THE PROBLEM:
Pull out every line of the listing below that contains the string "bonsai". Case counts.

┌──

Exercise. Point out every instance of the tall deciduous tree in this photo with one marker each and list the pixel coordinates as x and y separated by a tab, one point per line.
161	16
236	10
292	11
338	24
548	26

└──
┌──

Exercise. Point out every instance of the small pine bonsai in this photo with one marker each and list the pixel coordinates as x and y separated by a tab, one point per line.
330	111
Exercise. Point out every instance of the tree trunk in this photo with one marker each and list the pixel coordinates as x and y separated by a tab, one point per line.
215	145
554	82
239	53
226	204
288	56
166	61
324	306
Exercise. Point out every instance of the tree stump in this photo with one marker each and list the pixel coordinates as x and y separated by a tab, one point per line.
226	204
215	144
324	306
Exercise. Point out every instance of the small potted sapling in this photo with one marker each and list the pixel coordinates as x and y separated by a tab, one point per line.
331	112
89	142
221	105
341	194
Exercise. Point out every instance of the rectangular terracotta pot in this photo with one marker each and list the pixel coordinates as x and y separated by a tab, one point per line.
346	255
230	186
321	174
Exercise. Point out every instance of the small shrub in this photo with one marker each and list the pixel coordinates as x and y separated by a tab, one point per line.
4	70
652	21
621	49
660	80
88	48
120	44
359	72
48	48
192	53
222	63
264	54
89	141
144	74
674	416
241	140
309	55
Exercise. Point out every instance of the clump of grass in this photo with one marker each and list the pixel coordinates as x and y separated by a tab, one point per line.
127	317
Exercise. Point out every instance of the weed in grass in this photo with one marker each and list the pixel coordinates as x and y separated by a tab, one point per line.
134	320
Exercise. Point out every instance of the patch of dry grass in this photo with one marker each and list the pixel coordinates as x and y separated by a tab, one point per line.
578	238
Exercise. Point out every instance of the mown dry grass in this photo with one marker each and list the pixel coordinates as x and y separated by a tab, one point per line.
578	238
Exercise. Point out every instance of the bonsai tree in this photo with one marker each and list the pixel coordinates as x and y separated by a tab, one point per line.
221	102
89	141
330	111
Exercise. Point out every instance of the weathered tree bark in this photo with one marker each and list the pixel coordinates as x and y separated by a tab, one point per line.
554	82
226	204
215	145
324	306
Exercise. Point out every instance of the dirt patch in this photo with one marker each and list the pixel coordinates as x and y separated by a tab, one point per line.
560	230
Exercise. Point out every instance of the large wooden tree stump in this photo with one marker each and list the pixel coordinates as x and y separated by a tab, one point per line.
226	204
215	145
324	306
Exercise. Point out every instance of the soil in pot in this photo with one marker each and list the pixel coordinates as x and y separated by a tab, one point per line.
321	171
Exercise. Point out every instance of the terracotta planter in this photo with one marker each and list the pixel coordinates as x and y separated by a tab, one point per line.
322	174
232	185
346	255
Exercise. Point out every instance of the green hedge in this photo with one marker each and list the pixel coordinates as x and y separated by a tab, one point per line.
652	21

└──

ANSWER TO THE EXERCISE:
Exercise. Point out every instance of the small pine bonsai in this photo with one marker each and list the pixel coordinates as x and y separated by a tab, one point per line.
Exercise. Point out every instance of the bonsai tree in this photo with one marker each and list the pixel coordinates as x and y separated by a tab, one point per line.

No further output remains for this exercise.